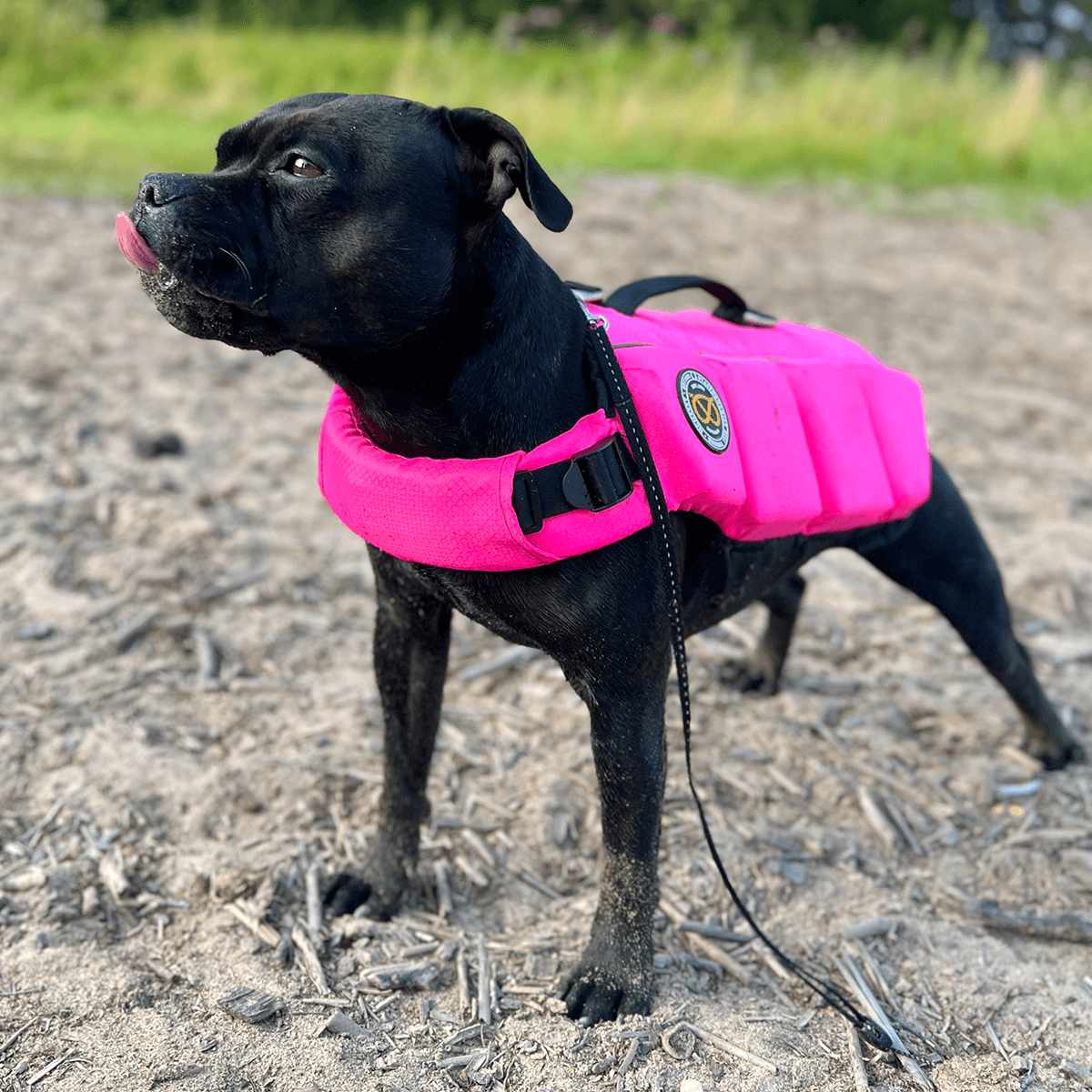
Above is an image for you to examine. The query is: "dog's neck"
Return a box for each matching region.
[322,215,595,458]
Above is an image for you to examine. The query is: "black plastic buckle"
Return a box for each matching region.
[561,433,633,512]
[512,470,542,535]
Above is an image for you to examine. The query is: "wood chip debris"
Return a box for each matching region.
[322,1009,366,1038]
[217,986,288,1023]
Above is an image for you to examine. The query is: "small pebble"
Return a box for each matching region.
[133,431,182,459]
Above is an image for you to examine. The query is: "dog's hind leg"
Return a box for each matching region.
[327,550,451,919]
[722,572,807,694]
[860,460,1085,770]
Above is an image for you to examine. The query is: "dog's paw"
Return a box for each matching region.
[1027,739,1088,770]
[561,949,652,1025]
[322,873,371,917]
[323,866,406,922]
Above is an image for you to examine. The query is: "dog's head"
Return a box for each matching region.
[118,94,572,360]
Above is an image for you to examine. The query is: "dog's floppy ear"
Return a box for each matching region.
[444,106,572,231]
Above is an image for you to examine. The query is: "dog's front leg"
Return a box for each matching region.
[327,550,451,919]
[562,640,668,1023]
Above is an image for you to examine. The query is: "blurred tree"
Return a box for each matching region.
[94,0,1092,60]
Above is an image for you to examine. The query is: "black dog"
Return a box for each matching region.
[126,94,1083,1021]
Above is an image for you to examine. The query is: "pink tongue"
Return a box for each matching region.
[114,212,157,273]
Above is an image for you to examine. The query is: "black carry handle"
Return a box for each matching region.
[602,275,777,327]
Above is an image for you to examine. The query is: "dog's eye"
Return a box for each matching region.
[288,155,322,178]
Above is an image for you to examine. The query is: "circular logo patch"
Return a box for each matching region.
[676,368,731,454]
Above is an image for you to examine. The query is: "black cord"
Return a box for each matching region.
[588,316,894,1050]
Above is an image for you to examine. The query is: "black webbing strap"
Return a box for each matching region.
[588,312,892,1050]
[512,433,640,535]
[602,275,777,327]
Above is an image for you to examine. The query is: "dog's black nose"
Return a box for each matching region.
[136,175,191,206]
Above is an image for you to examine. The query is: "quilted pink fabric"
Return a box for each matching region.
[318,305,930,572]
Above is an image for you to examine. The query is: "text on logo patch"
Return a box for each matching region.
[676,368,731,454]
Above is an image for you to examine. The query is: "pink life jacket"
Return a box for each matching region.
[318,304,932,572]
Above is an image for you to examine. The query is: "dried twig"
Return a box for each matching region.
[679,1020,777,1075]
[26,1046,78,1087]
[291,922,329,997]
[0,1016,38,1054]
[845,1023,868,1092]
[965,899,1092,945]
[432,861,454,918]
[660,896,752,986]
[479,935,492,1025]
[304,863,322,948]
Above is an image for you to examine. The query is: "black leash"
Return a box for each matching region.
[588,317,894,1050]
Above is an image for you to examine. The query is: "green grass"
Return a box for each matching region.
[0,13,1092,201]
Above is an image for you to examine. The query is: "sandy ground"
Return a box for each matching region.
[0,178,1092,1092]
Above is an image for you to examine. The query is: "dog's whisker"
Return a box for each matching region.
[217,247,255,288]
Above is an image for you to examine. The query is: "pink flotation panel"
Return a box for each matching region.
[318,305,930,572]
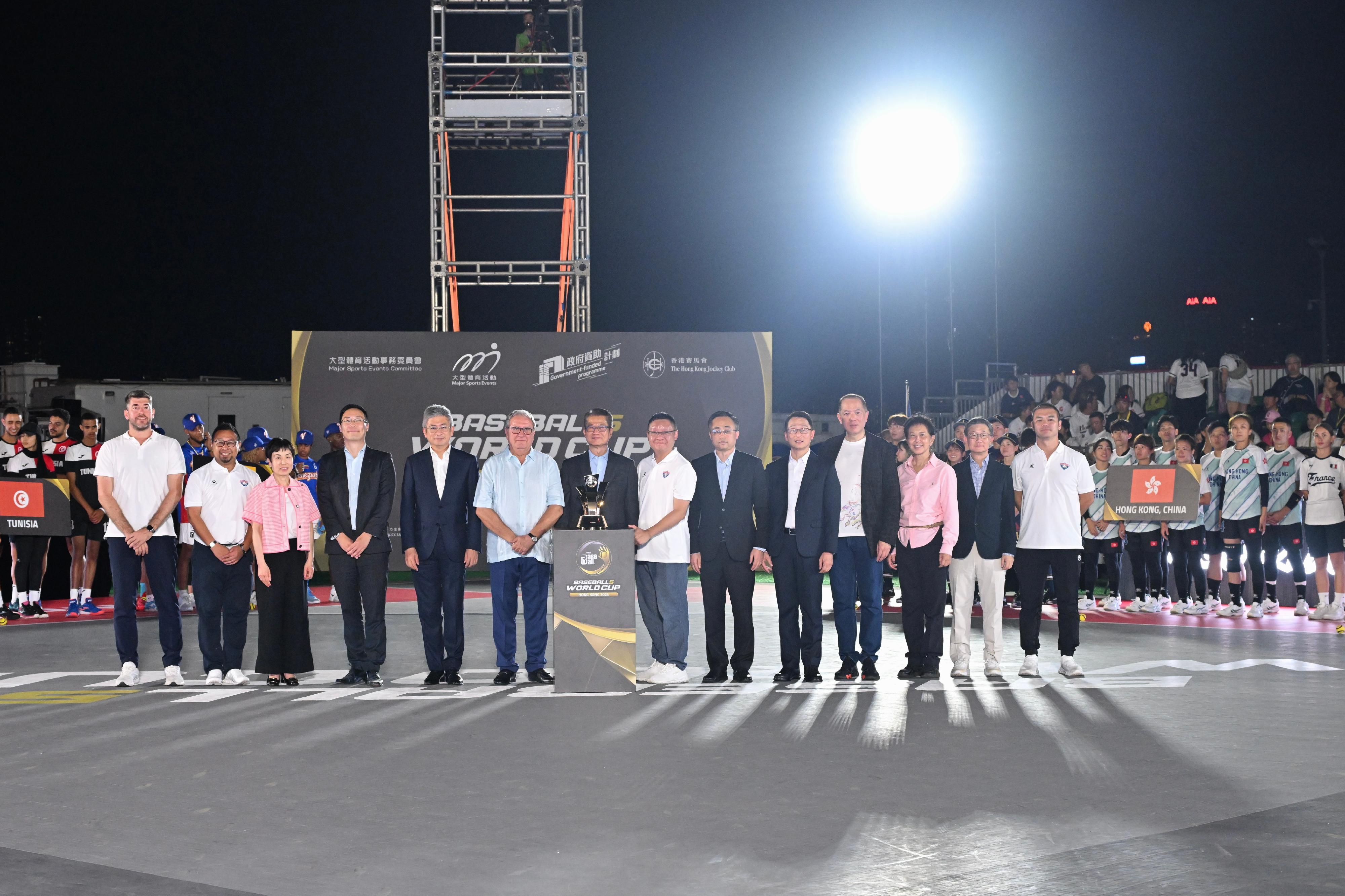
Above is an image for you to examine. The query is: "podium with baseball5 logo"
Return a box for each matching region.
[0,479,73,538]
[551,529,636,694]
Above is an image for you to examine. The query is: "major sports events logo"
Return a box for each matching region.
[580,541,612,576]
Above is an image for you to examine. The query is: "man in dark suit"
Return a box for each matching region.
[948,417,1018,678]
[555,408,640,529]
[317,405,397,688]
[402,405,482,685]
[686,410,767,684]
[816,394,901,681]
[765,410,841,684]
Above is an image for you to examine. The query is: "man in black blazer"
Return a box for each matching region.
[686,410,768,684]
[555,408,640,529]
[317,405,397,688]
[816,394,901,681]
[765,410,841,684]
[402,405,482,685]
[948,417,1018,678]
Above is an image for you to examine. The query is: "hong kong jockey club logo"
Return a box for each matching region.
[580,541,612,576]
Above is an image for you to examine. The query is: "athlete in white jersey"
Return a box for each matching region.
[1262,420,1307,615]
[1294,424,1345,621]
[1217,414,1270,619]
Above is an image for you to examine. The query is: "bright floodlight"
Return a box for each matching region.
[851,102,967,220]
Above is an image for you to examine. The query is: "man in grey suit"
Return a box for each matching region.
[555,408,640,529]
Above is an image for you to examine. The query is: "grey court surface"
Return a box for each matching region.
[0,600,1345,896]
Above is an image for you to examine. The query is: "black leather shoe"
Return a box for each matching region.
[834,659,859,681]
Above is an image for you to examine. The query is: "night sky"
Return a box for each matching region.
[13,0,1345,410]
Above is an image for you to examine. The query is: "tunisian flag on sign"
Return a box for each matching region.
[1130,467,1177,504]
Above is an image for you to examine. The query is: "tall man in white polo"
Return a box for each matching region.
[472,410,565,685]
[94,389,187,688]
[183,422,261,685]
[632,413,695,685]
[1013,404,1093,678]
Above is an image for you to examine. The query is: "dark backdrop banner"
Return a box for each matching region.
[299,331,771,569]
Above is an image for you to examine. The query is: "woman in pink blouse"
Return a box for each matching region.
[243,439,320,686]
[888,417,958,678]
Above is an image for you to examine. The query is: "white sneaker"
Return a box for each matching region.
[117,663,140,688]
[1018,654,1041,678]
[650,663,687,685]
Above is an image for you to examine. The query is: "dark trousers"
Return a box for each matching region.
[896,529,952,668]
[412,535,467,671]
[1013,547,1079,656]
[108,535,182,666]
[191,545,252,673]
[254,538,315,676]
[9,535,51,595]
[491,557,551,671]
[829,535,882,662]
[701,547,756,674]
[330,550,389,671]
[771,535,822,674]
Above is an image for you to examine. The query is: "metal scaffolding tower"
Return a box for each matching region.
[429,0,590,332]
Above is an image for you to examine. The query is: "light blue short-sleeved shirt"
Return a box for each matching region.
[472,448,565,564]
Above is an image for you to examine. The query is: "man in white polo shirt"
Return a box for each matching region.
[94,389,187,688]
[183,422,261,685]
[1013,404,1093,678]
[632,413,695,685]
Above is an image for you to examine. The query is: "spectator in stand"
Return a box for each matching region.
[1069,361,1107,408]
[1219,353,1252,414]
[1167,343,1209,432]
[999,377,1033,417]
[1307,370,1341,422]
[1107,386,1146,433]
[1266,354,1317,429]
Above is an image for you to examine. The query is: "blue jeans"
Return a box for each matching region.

WHAT THIS TASK INVOLVES
Can you extract every line of the records above word for word, leaving the pictures out of your answer?

EXPECTED OUTPUT
Above is an image for you to examine. The query is: "dog's neck"
Return a box for each matching region.
[322,215,595,458]
Above is an image for you to examine. The query is: "black plastic buckle"
Return a box for each matching region.
[561,433,633,512]
[512,470,542,535]
Above is an image for you to examine. The query is: "wood chip debris"
Return a box for each matching region.
[322,1009,366,1038]
[217,986,288,1023]
Above is an image for you to examine. The query is: "small pebble"
Return a box for each matching region.
[133,431,182,459]
Above is an image for you to examine. The query is: "dog's hind leg"
Return a box for each matching region.
[327,550,451,919]
[722,572,807,694]
[860,460,1085,770]
Above is an image for you to examine. The query is: "dog's paw"
Return a box for each matching region.
[1027,739,1088,770]
[561,949,652,1025]
[322,873,371,917]
[323,866,406,922]
Above is an image for you to examine. The query is: "dog's head"
Return a box for each matching region.
[118,94,572,360]
Above is an image for you to examine. The query is: "dog's floppy ear"
Return a box for each matching region.
[444,106,572,231]
Above is an image for you to examine. The query is: "dog's front leg"
Return a box for each matching region.
[327,550,451,919]
[562,640,668,1023]
Above is an image for you to examine. The query is: "blurred tree"
Return a box for each matching region.
[94,0,1092,60]
Above is an image for you to examine. The query is: "black dog"
Return a box for each matching region.
[126,94,1083,1021]
Above is an image for you to examine. The query is: "pink tongue"
Return a box for each matching region.
[114,212,157,273]
Above is an image for you to examine. The query is: "black carry handle"
Return a box for each matching region.
[602,275,777,327]
Above is an image for you to examine. The query is: "dog's eye"
Return a box for each matching region.
[288,155,322,178]
Above is an image for you to examine. The query is: "circular logo patch"
Return a box for each matching region.
[676,368,731,454]
Above is an image for you to examine. The query is: "black cord"
Return a box for each matching region.
[588,316,894,1050]
Above is an image for you to examine. The query is: "black webbing strap"
Return a box for each matching region.
[588,312,892,1050]
[512,433,640,535]
[602,275,777,327]
Above is an image for you to examine. The query is: "dog's black nose"
Return a box for each matching region.
[136,175,191,206]
Above is an image for you to examine. The query is: "quilted pink fabric"
Return a box for each matching region.
[318,305,930,572]
Above is an image for you to examine. The query is: "text on logo patch"
Return a box for each matching region.
[676,368,731,454]
Above is an image for you to examine. The query is: "pink life jacket"
Return a box for each matching region.
[318,304,932,572]
Above is an image for you to examine. The query is: "dried twig"
Return a box for each matching region.
[679,1020,777,1075]
[26,1046,78,1087]
[291,922,329,997]
[0,1016,38,1054]
[845,1023,868,1092]
[965,899,1092,945]
[432,861,454,918]
[660,896,752,986]
[479,935,492,1025]
[304,863,322,948]
Above is an image for you to examine. The query is: "black leash"
Return a box for each matching region.
[588,317,894,1050]
Above is an image for you to examine. The query is: "green grass"
Return a box for each matching region.
[0,13,1092,201]
Above is an image for you to examine. The query is: "sandy ground"
Return a box for each matching region.
[0,178,1092,1092]
Above is an image for you to examine. The query is: "dog's whisker"
Return a box for each matching region.
[217,247,255,288]
Above is an image for you to examine. The query is: "pink flotation panel"
Return a box for each matching region.
[318,305,930,572]
Above is an image for you to examine. The query is: "podium with baseball5 logo"
Return a box for each matching region.
[0,479,73,538]
[551,529,636,694]
Above is an image for you to examine. The query is: "major sports events logo"
Return a box for each matching region.
[580,541,612,576]
Above is an image for you to examine. The query is: "man in dark suit"
Return a box for each matching region.
[948,417,1018,678]
[555,408,640,529]
[317,405,397,688]
[402,405,482,685]
[686,410,767,684]
[816,394,901,681]
[765,410,841,684]
Above is an image for you to examine. The query is: "man in black blazer"
Return a box for each matching region.
[686,410,768,684]
[555,408,640,529]
[317,405,397,688]
[816,394,901,681]
[765,410,841,684]
[402,405,482,685]
[948,417,1018,678]
Above is an image for you to examine. The query is: "hong kong jockey club logo"
Return a box for each matching region.
[580,541,612,576]
Above is an image for you to examine. The query is: "athlete in white jersey"
Return a box for each matching region.
[1262,420,1307,615]
[1294,424,1345,621]
[1217,414,1270,619]
Above is an image for you to examine. The query is: "bright floodlight"
Return a box for each matching region.
[851,102,967,220]
Above is an image for you to examine. The query is: "man in grey suit"
Return a box for each matching region.
[555,408,640,529]
Above is an image for you to examine. The query is: "grey court surface"
Return a box for each matching region.
[0,600,1345,896]
Above is an image for you to examine. The query is: "black leather shoe"
Return a box for each matching region.
[834,659,859,681]
Above is an image for you to examine. The query is: "night sky"
Return a box for each matching region.
[13,0,1345,410]
Above is an image for you to examine. The query is: "tunisian flag on sign"
Return a box for each matching region.
[1130,467,1177,504]
Above is an image for you to examine. The query is: "tall man in white polo"
Return a box for each matching region.
[472,410,565,685]
[94,389,187,688]
[183,422,261,685]
[632,413,695,685]
[1013,404,1093,678]
Above is an image for you to examine. The query is: "dark backdrop banner"
Return a box for each matching region.
[299,331,771,569]
Above is an image for you to examine. The query is: "woman in pink blouse"
Return a box for each matching region.
[243,439,320,686]
[888,417,958,678]
Above is an image for you to examine. The query is: "white sneaker"
Return a box for each matching region.
[117,663,140,688]
[1018,654,1041,678]
[650,663,687,685]
Above is an image for you to examine. The query is: "dark trousers"
Return a box for each matching region.
[896,529,952,668]
[412,535,467,671]
[1013,547,1079,656]
[108,535,182,666]
[191,545,252,673]
[254,538,315,676]
[9,535,51,595]
[491,557,551,671]
[829,535,882,662]
[701,547,756,674]
[330,550,389,671]
[771,535,822,674]
Above is an image for you to examine. The query is: "metal scaffolding tower"
Return a box for each matching region.
[429,0,590,332]
Above is an image for you to examine. The query is: "light blue short-sleeved shirt"
Return a box for each matching region.
[472,448,565,564]
Above is an image for you to examine. The query is: "man in white polo shirt"
Return a box for each matching region.
[94,389,187,688]
[183,422,261,685]
[1013,404,1093,678]
[632,413,695,685]
Above is an image for you to examine. The query is: "spectator in stand"
Return a box for each matching region.
[1069,361,1107,408]
[1219,353,1252,414]
[1167,343,1209,432]
[999,377,1033,417]
[1307,370,1341,422]
[1107,386,1146,433]
[1266,354,1317,429]
Above is an image for you to examine. The query is: "blue jeans"
Return a box for each matching region.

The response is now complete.